Start SELECTED TEXT

His powers soon began to give annoyance to the Government; and Walpole
determined to make an example of the patriotic cornet. Pitt was accordingly
dismissed from the service. Mr. Thackeray says that the Minister took this step,
because he plainly saw that it would have been vain to think of buying over so
honorable and disinterested an opponent. We do not dispute Pitt's integrity; but
we do not know what proof he had given of it when he was turned out of the army;
and we are sure that Walpole was not likely to give credit for inflexible
honesty to a young adventurer who had never had an opportunity of refusing
anything. The truth is, that it was not Walpole's practice to buy off enemies.
Mr. Burke truly says, in the Appeal to the Old Whigs, that Walpole gained very
few over from the Opposition. Indeed that great minister knew his business far
too well. He, knew that, for one mouth which is stopped with a place, fifty
other mouths will he instantly opened. He knew that it would have been very bad
policy in him to give the world to understand that more was to be got by
thwarting his measures than by supporting them. These maxims are as old as the
origin of parliamentary corruption in England. Pepys learned them, as he tells
us, from the counselors of Charles the Second.
Pitt was no loser. He was made Groom of the Bedchamber to the Prince of Wales,
and continued to declaim against the ministers with unabated violence and with
increasing ability. The question of maritime right, then agitated between Spain
and England, called forth all his powers. He clamored for war with a vehemence
which it is not easy to reconcile with reason or humanity, but which appears to
Mr. Thackeray worthy of the highest admiration. We will not stop to argue a
point on which we had long thought that all well-informed people were agreed. We
could easily show, we think, that, if any respect be due to international law,
if right, where societies of men are concerned, be anything but another name for
might, if we do not adopt the doctrine of the Buccaneers, which seems to be also
the doctrine of Mr. Thackeray, that treaties mean nothing within thirty degrees
of the line, the war with Spain was altogether unjustifiable. But the truth is,
that the promoters of that war have saved the historian the trouble of trying
them. They have pleaded guilty. "I have seen," says Burke, "and with some care
examined, the original documents concerning certain important transactions of
those times. They perfectly satisfied me of the extreme injustice of that war,
and of the falsehood of the colors which Walpole, to his ruin, and guided by a
mistaken policy, suffered to be daubed over that measure. Some years after, it
was my fortune to converse with many of the principal actors against that
minister, and with those who principally excited that clamor. None of them, no,
not one, did in the least defend the measure, or attempt to justify their
conduct. They condemned it as freely as they would have done in commenting upon
any proceeding in history in which they were totally unconcerned." Pitt, on
subsequent occasions, gave ample proof that he was one of these penitents. But
his conduct, even where it appeared most criminal to himself, appears admirable
to his biographer.

End SELECTED TEXT
Start DATA LINES

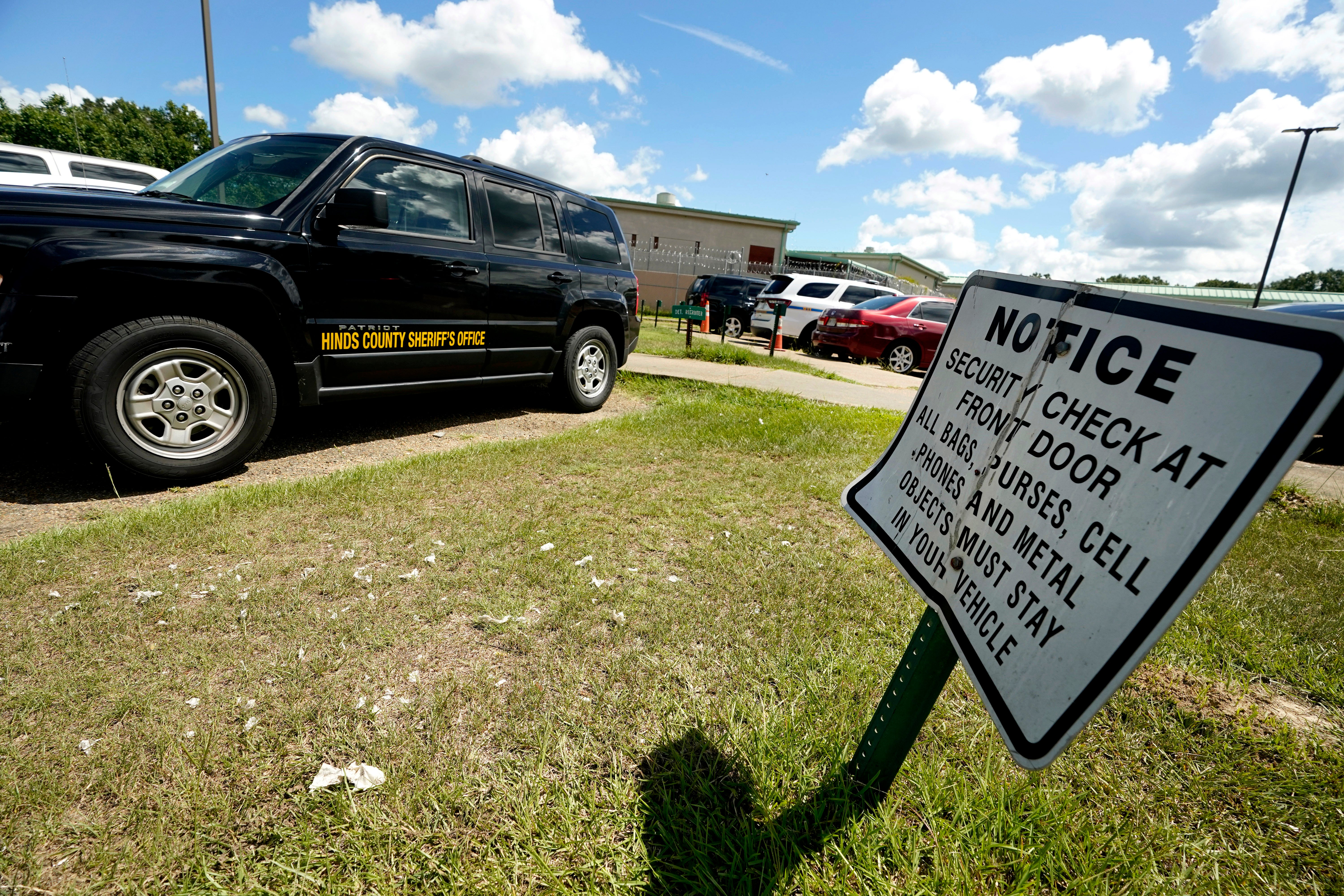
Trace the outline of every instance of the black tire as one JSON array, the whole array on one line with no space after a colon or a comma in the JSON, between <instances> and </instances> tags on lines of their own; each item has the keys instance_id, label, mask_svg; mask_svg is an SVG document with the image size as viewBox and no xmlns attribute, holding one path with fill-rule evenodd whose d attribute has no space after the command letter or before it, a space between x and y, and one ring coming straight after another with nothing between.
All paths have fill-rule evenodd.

End DATA LINES

YOUR TASKS>
1. List every person named in the passage about Pitt and Walpole.
2. Carry on the passage about Pitt and Walpole from where it ends.

OUTPUTS FOR THE TASKS>
1. Walpole, Pitt, Mr. Thackeray, Mr. Burke, Pepys, Charles the Second

2.
The elections of 1741 were unfavorable to Walpole; and after a long and
obstinate struggle he found it necessary to resign. The Duke of Newcastle and
Lord Hardwicke opened a negotiation with the leading Patriots, in the hope of
forming an administration on a Whig basis. At this conjuncture, Pitt and those
persons who were most nearly connected with him acted in a manner very little to
their honor. They attempted to come to an understanding with Walpole, and
offered, if he would use his influence with the King in their favor, to screen
him from prosecution. They even went so far as to engage for the concurrence of
the Prince of Wales. But Walpole knew that the assistance of the Boys, as he
called the young Patriots, would avail him nothing if Pulteney and Carteret
should prove intractable, and would be superfluous if the great leaders of the
Opposition could be gained. He, therefore, declined the proposal. It is
remarkable that Mr. Thackeray, who has thought it worth while to preserve Pitt's
bad college verses, has not even alluded to this story, a story which is
supported by strong testimony, and which may be found in so common a book as
Coxe's Life of Walpole.
The new arrangements disappointed almost every member of the Opposition, and
none more than Pitt. He was not invited to become a place-man; and he therefore
stuck firmly to his old trade of patriot. Fortunate it was for him that he did
so. Had he taken office at this time, he would in all probability have shared
largely in the unpopularity of Pulteney, Sandys, and Carteret. He was now the
fiercest and most implacable of those who called for vengeance on Walpole. He
spoke with great energy and ability in favor of the most unjust and violent
propositions which the enemies of the fallen minister could invent. He urged the
House of Commons to appoint a secret tribunal for the purpose of investigating
the conduct of the late First Lord of the Treasury. This was done. The great
majority of the inquisitors were notoriously hostile to the accused statesman.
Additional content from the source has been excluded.